**SHORT TASK**
Give every entry again, word for word and in full.
Start of GIVEN ENTRIES
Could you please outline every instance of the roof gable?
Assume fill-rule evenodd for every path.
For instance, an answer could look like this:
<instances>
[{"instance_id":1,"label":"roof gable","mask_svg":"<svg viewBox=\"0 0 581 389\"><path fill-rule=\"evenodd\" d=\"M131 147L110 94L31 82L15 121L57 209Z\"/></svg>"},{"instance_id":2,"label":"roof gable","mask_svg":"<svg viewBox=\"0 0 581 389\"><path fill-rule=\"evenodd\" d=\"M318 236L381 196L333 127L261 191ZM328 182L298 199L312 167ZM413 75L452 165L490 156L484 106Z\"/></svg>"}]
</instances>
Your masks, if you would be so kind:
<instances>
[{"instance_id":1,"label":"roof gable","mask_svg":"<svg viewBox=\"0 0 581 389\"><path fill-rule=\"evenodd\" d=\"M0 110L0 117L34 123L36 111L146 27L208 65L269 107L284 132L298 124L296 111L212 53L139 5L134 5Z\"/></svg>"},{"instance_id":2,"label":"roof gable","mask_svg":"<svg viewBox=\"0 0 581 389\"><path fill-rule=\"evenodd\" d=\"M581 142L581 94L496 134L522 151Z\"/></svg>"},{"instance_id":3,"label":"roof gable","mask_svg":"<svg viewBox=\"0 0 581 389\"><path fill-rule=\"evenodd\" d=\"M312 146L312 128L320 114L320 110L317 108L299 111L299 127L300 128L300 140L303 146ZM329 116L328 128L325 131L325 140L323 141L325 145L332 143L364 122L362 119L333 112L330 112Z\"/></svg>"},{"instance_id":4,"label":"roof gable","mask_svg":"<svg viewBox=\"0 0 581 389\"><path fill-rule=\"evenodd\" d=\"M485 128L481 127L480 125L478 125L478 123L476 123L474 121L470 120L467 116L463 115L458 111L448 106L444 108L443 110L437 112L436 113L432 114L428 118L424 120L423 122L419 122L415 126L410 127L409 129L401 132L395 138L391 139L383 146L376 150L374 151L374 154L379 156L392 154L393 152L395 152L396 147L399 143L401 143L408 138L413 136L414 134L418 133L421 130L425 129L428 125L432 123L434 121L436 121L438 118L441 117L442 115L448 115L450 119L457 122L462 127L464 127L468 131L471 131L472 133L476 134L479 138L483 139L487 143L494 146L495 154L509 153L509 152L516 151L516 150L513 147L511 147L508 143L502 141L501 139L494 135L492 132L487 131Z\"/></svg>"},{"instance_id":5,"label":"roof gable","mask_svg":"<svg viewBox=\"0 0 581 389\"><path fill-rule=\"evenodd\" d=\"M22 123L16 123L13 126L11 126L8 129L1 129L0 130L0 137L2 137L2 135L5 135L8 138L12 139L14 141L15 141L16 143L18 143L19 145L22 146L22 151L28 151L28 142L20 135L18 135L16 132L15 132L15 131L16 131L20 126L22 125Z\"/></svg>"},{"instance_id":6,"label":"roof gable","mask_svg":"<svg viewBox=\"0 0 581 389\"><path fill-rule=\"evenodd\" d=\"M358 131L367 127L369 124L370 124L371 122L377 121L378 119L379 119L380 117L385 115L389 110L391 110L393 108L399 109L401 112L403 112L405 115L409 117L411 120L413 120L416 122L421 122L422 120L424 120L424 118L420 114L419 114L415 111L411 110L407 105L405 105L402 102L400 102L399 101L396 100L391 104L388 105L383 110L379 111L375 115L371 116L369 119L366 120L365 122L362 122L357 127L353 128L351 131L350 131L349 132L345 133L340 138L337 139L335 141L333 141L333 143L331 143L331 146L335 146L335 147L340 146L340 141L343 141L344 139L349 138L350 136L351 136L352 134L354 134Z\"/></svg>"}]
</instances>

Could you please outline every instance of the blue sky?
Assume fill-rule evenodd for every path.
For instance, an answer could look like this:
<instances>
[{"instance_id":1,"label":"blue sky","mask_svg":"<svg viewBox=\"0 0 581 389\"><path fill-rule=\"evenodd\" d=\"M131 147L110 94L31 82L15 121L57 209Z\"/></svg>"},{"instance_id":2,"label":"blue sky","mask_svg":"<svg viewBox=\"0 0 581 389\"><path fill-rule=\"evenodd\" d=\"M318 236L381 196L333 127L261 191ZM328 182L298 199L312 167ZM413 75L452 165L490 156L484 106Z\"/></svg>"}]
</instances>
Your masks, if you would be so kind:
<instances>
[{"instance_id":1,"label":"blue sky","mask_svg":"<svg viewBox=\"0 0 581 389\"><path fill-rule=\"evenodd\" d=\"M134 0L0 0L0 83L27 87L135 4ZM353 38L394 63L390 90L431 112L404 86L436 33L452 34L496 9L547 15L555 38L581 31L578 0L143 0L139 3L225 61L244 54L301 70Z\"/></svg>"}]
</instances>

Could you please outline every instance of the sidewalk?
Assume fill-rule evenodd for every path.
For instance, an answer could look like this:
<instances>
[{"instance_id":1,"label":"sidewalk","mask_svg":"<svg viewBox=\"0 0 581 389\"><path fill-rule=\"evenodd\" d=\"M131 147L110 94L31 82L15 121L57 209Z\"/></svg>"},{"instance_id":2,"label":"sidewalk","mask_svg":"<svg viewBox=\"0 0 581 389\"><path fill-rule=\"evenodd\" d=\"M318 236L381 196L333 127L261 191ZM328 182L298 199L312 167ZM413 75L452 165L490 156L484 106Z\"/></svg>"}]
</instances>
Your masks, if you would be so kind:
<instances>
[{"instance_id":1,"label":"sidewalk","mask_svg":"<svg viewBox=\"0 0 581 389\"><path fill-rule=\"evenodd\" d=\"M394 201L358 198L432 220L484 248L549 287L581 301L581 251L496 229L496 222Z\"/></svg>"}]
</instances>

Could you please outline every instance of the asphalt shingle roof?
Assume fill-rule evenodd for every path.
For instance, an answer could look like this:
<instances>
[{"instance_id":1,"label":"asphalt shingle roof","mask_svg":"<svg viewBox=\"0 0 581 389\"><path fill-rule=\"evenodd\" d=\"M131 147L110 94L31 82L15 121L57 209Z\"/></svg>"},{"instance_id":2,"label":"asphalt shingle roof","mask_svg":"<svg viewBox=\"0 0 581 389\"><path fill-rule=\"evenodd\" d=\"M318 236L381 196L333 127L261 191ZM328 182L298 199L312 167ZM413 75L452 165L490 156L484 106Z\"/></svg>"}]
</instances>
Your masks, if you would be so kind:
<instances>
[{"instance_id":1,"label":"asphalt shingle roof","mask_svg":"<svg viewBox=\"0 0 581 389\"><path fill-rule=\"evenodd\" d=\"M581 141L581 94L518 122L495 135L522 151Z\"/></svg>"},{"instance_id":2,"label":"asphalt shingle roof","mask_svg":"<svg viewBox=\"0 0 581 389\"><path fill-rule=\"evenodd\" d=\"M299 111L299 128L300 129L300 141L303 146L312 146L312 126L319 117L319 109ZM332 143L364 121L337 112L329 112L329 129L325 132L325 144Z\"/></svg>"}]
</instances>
End of GIVEN ENTRIES
**FINAL ANSWER**
Could you please outline every instance of the roof gable?
Assume fill-rule evenodd for every path.
For instance, an answer could look like this:
<instances>
[{"instance_id":1,"label":"roof gable","mask_svg":"<svg viewBox=\"0 0 581 389\"><path fill-rule=\"evenodd\" d=\"M131 147L110 94L31 82L15 121L57 209Z\"/></svg>"},{"instance_id":2,"label":"roof gable","mask_svg":"<svg viewBox=\"0 0 581 389\"><path fill-rule=\"evenodd\" d=\"M318 236L381 196L333 127L261 191ZM328 182L298 199L312 167ZM413 75L452 165L490 156L484 106Z\"/></svg>"}]
</instances>
Your masks, if you would be so kind:
<instances>
[{"instance_id":1,"label":"roof gable","mask_svg":"<svg viewBox=\"0 0 581 389\"><path fill-rule=\"evenodd\" d=\"M0 110L0 117L34 123L36 111L146 27L208 65L269 107L284 132L298 124L296 111L212 53L139 5L134 5Z\"/></svg>"},{"instance_id":2,"label":"roof gable","mask_svg":"<svg viewBox=\"0 0 581 389\"><path fill-rule=\"evenodd\" d=\"M581 142L581 94L496 134L522 151Z\"/></svg>"},{"instance_id":3,"label":"roof gable","mask_svg":"<svg viewBox=\"0 0 581 389\"><path fill-rule=\"evenodd\" d=\"M312 146L312 128L320 114L320 110L317 108L299 111L299 127L300 128L300 140L303 146ZM329 116L328 128L325 131L325 140L323 141L325 145L332 143L364 122L362 119L333 112L330 112Z\"/></svg>"},{"instance_id":4,"label":"roof gable","mask_svg":"<svg viewBox=\"0 0 581 389\"><path fill-rule=\"evenodd\" d=\"M485 128L481 127L480 125L478 125L478 123L476 123L474 121L470 120L467 116L463 115L458 111L448 106L444 108L443 110L437 112L436 113L432 114L428 118L424 120L423 122L419 122L415 126L410 127L409 129L401 132L395 138L391 139L383 146L376 150L374 151L374 154L379 156L392 154L393 152L395 152L396 147L399 143L401 143L408 138L413 136L414 134L418 133L421 130L425 129L428 125L432 123L434 121L436 121L438 118L441 117L442 115L448 115L450 119L457 122L462 127L464 127L468 131L471 131L472 133L476 134L479 138L483 139L487 143L494 146L495 154L509 153L509 152L516 151L516 150L513 147L511 147L508 143L502 141L501 139L494 135L492 132L487 131Z\"/></svg>"},{"instance_id":5,"label":"roof gable","mask_svg":"<svg viewBox=\"0 0 581 389\"><path fill-rule=\"evenodd\" d=\"M22 123L16 123L13 126L11 126L8 129L1 129L0 130L0 137L2 137L2 135L5 135L8 138L12 139L14 141L15 141L16 143L18 143L19 145L22 146L22 151L28 151L28 142L20 135L18 135L16 132L15 132L15 131L16 131L20 126L22 125Z\"/></svg>"},{"instance_id":6,"label":"roof gable","mask_svg":"<svg viewBox=\"0 0 581 389\"><path fill-rule=\"evenodd\" d=\"M358 131L367 127L369 124L370 124L371 122L377 121L378 119L379 119L380 117L385 115L389 110L391 110L393 108L399 109L401 112L403 112L405 115L409 117L411 120L413 120L416 122L421 122L422 120L424 120L424 118L420 114L419 114L415 111L411 110L407 105L405 105L402 102L400 102L399 101L396 100L391 104L388 105L383 110L379 111L375 115L371 116L369 119L366 120L365 122L362 122L357 127L353 128L351 131L350 131L349 132L345 133L340 138L337 139L335 141L333 141L333 143L331 143L331 146L335 146L335 147L340 146L340 141L343 141L344 139L349 138L350 136L351 136L352 134L354 134Z\"/></svg>"}]
</instances>

Could you please outline every instance of the blue sky?
Assume fill-rule evenodd for every path.
For instance, an answer could look like this:
<instances>
[{"instance_id":1,"label":"blue sky","mask_svg":"<svg viewBox=\"0 0 581 389\"><path fill-rule=\"evenodd\" d=\"M131 147L110 94L31 82L15 121L57 209Z\"/></svg>"},{"instance_id":2,"label":"blue sky","mask_svg":"<svg viewBox=\"0 0 581 389\"><path fill-rule=\"evenodd\" d=\"M318 236L381 196L333 127L261 191ZM328 182L298 199L312 167ZM413 75L452 165L490 156L484 106Z\"/></svg>"}]
</instances>
Your masks, if you would be so kind:
<instances>
[{"instance_id":1,"label":"blue sky","mask_svg":"<svg viewBox=\"0 0 581 389\"><path fill-rule=\"evenodd\" d=\"M134 0L0 0L0 83L27 87L135 4ZM353 38L394 63L390 90L431 112L404 86L436 33L452 34L496 9L547 15L555 38L581 31L578 0L143 0L139 3L225 61L244 54L301 70Z\"/></svg>"}]
</instances>

Could you please outline every instance of the sidewalk?
Assume fill-rule evenodd for every path.
For instance, an answer could look like this:
<instances>
[{"instance_id":1,"label":"sidewalk","mask_svg":"<svg viewBox=\"0 0 581 389\"><path fill-rule=\"evenodd\" d=\"M131 147L110 94L31 82L15 121L57 209Z\"/></svg>"},{"instance_id":2,"label":"sidewalk","mask_svg":"<svg viewBox=\"0 0 581 389\"><path fill-rule=\"evenodd\" d=\"M318 236L381 196L333 127L261 191ZM328 182L298 199L312 167ZM413 75L452 165L490 156L484 106Z\"/></svg>"}]
</instances>
Your masks, if you would be so kind:
<instances>
[{"instance_id":1,"label":"sidewalk","mask_svg":"<svg viewBox=\"0 0 581 389\"><path fill-rule=\"evenodd\" d=\"M394 201L358 198L432 220L484 248L549 287L581 301L581 251L496 229L496 222Z\"/></svg>"}]
</instances>

Could you please outline every instance of the asphalt shingle roof?
Assume fill-rule evenodd for every path.
For instance, an answer could look like this:
<instances>
[{"instance_id":1,"label":"asphalt shingle roof","mask_svg":"<svg viewBox=\"0 0 581 389\"><path fill-rule=\"evenodd\" d=\"M131 147L110 94L31 82L15 121L57 209Z\"/></svg>"},{"instance_id":2,"label":"asphalt shingle roof","mask_svg":"<svg viewBox=\"0 0 581 389\"><path fill-rule=\"evenodd\" d=\"M318 236L381 196L333 127L261 191ZM328 182L298 199L312 167ZM413 75L452 165L490 156L484 106Z\"/></svg>"}]
</instances>
Your masks, if you would be so kind:
<instances>
[{"instance_id":1,"label":"asphalt shingle roof","mask_svg":"<svg viewBox=\"0 0 581 389\"><path fill-rule=\"evenodd\" d=\"M581 141L581 94L518 122L495 135L522 151Z\"/></svg>"},{"instance_id":2,"label":"asphalt shingle roof","mask_svg":"<svg viewBox=\"0 0 581 389\"><path fill-rule=\"evenodd\" d=\"M299 111L299 128L300 129L300 141L303 146L312 146L312 126L319 117L319 109ZM332 143L364 121L337 112L329 112L329 129L325 132L325 144Z\"/></svg>"}]
</instances>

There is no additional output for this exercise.